Point labeling examples
begin

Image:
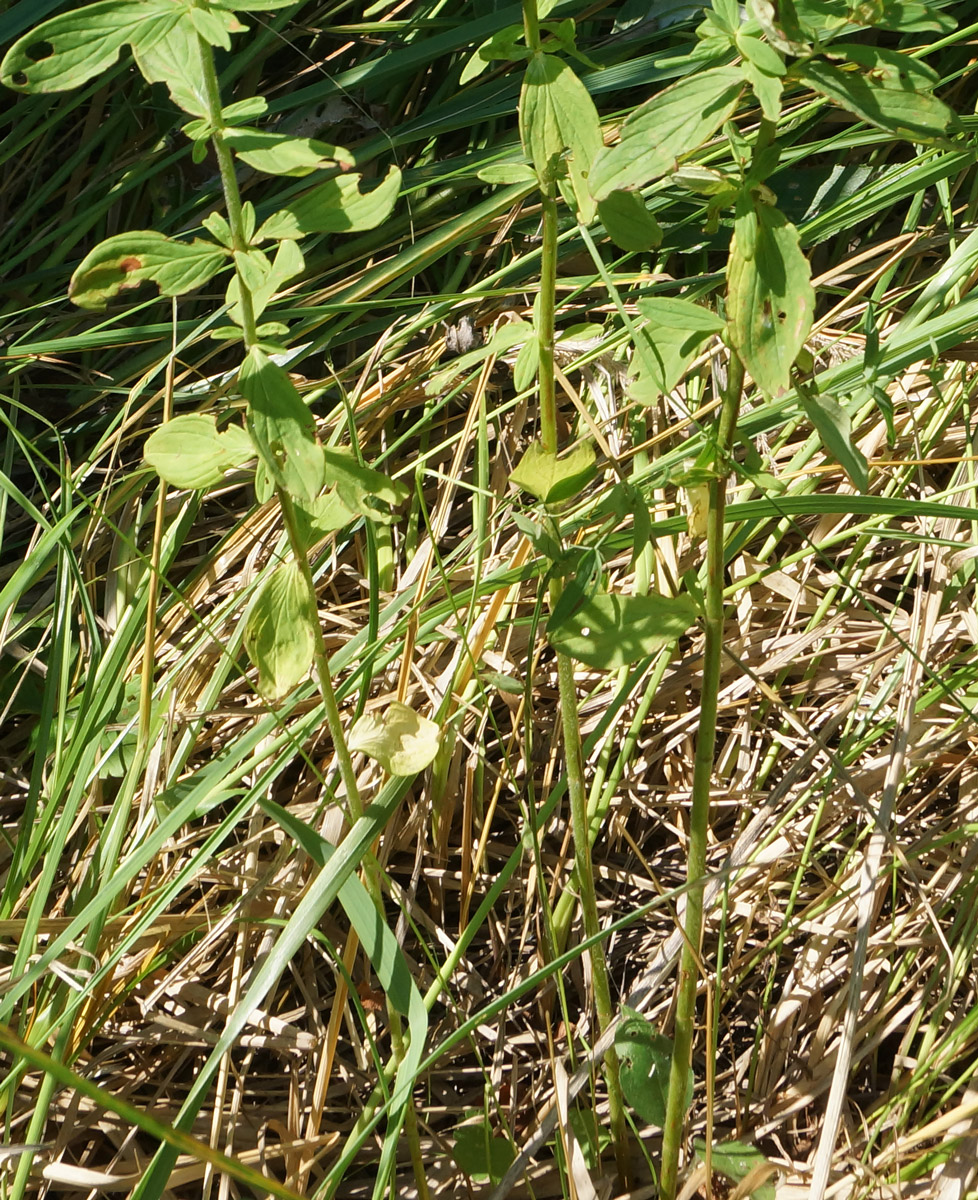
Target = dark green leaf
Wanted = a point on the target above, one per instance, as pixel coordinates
(282, 426)
(611, 631)
(131, 258)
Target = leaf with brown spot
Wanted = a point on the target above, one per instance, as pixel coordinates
(132, 258)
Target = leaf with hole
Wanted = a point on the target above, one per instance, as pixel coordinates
(129, 259)
(675, 123)
(646, 1057)
(771, 301)
(558, 118)
(553, 479)
(189, 451)
(611, 631)
(400, 739)
(736, 1161)
(335, 207)
(282, 426)
(280, 631)
(67, 51)
(277, 154)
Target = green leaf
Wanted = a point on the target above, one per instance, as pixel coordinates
(131, 258)
(335, 207)
(400, 739)
(174, 59)
(280, 631)
(557, 115)
(916, 115)
(263, 279)
(360, 486)
(611, 631)
(646, 1059)
(277, 154)
(675, 123)
(282, 426)
(736, 1161)
(835, 430)
(769, 295)
(628, 222)
(480, 1155)
(552, 479)
(676, 333)
(67, 51)
(189, 451)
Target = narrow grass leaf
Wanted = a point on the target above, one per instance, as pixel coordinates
(129, 259)
(189, 451)
(611, 631)
(280, 631)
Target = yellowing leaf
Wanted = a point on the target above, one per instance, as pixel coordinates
(552, 479)
(280, 631)
(399, 738)
(189, 451)
(132, 258)
(771, 301)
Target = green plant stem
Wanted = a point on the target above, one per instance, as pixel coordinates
(699, 821)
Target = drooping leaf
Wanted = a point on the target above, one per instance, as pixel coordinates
(646, 1057)
(676, 333)
(174, 59)
(834, 427)
(189, 451)
(280, 631)
(611, 631)
(628, 222)
(129, 259)
(771, 301)
(916, 115)
(335, 207)
(675, 123)
(277, 154)
(736, 1161)
(559, 125)
(282, 426)
(553, 479)
(67, 51)
(400, 739)
(481, 1155)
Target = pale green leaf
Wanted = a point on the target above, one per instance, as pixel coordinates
(131, 258)
(834, 427)
(282, 426)
(611, 631)
(628, 222)
(646, 1059)
(277, 154)
(189, 451)
(559, 125)
(175, 60)
(400, 739)
(771, 301)
(916, 115)
(737, 1161)
(673, 124)
(67, 51)
(335, 207)
(552, 479)
(280, 631)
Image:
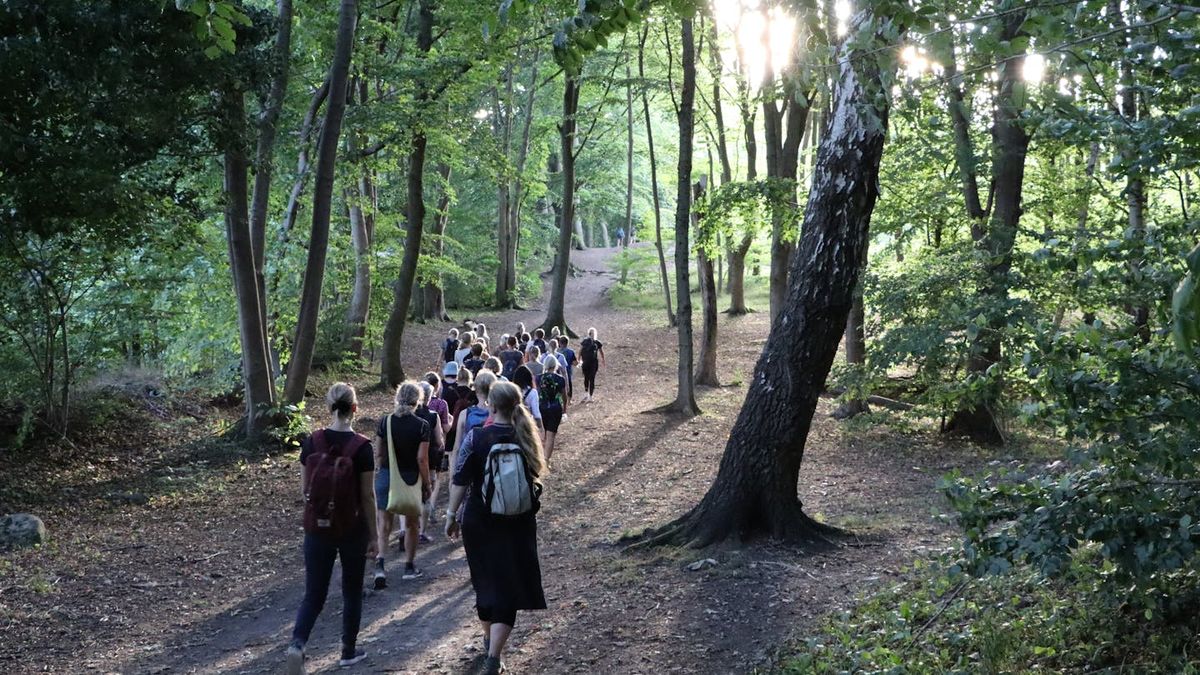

end

• _Prompt_
Copy the lines from the one containing "Target = pale green leaf" through the end of the lines, leaving out the pictures.

• _Task response_
Target = pale green leaf
Wanted = a point on the target above, one per instance, as pixel coordinates
(131, 258)
(834, 427)
(282, 426)
(611, 631)
(628, 222)
(646, 1059)
(277, 154)
(189, 451)
(559, 125)
(175, 60)
(400, 739)
(771, 301)
(916, 115)
(737, 1161)
(673, 124)
(67, 51)
(335, 207)
(552, 479)
(280, 631)
Image:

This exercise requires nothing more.